§ REQUIRED WORK
Rewrite the material below, switching "ceramic plate" to "porcelain plate" and leaving every other line and character as it is.

§ THE RECORDS

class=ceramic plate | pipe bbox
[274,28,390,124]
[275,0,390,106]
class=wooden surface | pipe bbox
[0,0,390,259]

§ OUTPUT BELOW
class=porcelain plate | pipe bbox
[274,28,390,124]
[275,0,390,106]
class=wooden surface | pipe bbox
[0,0,390,259]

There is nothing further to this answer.